▶ Exercise directions: From the records below, copy the lines that include "black".

------------

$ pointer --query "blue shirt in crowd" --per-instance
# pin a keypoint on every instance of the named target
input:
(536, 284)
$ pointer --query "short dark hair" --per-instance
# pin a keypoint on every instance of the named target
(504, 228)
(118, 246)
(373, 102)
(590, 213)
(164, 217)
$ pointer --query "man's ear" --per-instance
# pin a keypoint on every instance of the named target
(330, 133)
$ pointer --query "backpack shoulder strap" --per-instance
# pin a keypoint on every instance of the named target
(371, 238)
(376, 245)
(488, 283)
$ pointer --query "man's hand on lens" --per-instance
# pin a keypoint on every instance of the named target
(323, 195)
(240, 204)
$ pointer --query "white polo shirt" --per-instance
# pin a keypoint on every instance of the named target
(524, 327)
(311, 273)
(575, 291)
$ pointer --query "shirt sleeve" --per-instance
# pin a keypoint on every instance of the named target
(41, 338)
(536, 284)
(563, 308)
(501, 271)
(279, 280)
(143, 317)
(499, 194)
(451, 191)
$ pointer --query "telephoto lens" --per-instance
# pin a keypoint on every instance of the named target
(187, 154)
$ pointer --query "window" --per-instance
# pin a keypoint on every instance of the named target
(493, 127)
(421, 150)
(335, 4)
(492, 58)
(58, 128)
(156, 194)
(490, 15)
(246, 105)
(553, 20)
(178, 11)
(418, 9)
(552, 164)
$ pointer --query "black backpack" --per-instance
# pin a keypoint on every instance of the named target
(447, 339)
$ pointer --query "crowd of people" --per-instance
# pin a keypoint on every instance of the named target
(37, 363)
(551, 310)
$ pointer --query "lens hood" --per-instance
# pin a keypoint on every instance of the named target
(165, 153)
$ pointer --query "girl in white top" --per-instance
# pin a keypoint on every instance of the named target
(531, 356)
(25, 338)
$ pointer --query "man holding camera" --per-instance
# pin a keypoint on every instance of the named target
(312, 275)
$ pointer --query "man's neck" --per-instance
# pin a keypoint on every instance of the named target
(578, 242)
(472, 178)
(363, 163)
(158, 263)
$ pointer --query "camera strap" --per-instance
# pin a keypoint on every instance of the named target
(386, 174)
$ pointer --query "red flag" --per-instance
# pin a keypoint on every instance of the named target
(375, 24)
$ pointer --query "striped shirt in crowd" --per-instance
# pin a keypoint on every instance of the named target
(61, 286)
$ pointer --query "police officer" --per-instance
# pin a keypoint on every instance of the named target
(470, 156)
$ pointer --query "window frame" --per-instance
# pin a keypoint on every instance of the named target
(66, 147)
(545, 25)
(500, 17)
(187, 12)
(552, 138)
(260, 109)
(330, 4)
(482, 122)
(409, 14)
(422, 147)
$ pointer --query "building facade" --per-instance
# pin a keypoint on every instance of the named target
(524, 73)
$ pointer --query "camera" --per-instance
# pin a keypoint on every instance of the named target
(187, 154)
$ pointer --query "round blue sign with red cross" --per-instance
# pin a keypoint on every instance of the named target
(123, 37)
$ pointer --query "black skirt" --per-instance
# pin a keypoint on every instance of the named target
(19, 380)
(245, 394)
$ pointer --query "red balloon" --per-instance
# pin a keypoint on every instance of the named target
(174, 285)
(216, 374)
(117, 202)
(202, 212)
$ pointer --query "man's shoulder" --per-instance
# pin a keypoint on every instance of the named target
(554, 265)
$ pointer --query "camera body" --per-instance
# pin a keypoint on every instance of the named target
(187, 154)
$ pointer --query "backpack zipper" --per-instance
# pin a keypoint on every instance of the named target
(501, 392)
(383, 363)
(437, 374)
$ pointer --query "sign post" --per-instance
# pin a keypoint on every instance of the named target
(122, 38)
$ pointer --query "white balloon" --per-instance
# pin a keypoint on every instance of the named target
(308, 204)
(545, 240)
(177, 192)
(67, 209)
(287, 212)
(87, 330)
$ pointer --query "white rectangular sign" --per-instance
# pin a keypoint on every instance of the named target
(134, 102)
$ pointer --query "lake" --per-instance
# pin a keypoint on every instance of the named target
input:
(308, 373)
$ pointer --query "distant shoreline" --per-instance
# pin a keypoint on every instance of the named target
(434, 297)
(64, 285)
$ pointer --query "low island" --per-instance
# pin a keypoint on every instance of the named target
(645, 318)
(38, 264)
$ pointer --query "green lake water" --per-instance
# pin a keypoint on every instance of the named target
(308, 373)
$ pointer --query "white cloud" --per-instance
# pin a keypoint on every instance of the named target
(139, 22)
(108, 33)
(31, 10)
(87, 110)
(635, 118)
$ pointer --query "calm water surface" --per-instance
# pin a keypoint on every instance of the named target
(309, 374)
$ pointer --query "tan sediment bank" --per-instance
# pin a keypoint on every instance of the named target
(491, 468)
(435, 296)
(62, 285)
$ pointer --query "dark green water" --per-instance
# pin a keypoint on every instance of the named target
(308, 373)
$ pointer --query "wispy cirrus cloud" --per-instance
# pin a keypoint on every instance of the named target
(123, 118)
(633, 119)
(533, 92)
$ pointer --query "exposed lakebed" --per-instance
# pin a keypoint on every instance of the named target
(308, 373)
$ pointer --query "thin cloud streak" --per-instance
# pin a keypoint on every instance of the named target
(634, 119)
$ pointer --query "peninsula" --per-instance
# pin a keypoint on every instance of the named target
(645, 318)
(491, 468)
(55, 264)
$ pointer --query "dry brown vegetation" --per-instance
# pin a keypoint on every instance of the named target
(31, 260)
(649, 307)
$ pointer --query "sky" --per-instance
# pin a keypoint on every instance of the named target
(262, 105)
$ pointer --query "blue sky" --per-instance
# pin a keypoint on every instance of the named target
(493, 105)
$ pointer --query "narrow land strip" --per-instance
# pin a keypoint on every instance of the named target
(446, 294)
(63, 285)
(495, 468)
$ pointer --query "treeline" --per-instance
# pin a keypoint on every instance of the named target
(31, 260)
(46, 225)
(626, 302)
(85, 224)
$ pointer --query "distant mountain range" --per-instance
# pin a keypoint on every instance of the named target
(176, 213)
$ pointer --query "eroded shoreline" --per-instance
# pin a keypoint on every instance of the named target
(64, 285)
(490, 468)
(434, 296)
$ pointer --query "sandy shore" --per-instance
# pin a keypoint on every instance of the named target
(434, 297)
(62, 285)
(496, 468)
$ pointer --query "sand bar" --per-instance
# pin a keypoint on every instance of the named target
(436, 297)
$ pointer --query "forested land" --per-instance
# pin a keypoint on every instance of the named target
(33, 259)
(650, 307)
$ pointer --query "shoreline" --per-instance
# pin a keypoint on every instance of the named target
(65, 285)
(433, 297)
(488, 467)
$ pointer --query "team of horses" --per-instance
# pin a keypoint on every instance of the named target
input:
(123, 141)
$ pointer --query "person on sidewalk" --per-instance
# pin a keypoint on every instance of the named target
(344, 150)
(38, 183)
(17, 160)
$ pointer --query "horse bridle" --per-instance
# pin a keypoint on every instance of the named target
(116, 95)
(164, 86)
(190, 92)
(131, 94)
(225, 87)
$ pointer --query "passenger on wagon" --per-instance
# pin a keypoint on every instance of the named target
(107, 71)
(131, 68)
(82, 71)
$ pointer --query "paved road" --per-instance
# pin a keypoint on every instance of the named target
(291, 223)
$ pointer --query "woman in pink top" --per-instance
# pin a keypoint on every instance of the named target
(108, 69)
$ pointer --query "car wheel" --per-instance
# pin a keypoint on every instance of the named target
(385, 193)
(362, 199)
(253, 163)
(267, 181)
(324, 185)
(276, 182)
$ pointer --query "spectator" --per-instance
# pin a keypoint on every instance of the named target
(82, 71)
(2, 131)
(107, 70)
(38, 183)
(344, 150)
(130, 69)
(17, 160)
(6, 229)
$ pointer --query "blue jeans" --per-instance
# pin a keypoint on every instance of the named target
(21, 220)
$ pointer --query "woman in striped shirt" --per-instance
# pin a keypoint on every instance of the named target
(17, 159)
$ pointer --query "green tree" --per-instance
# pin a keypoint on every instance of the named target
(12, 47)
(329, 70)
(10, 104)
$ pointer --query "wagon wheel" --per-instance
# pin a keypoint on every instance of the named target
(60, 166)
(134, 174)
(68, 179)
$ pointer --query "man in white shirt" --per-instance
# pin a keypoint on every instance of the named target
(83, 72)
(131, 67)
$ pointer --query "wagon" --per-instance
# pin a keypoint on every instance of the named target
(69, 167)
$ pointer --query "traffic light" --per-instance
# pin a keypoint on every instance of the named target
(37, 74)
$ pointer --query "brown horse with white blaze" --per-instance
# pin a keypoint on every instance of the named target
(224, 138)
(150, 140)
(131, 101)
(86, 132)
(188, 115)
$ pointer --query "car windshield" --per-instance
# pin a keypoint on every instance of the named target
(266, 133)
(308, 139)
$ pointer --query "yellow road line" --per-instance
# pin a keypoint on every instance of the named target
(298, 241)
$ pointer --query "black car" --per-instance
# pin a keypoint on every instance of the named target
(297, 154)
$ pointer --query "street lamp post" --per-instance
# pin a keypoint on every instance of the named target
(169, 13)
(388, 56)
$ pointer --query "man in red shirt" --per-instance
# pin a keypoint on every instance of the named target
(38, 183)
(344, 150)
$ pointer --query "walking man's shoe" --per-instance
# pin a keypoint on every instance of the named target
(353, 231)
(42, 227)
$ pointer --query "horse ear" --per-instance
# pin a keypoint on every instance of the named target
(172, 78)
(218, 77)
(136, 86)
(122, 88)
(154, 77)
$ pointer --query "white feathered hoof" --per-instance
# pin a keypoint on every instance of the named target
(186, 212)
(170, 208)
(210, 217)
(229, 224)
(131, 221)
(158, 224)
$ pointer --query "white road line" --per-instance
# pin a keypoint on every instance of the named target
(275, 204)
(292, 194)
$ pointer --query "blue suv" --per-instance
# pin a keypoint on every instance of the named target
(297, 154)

------------

▶ Answer box:
$ pointer --query "black backpack" --per-instance
$ pointer --query "black skirt" --per-instance
$ pointer --query "black car" --per-instance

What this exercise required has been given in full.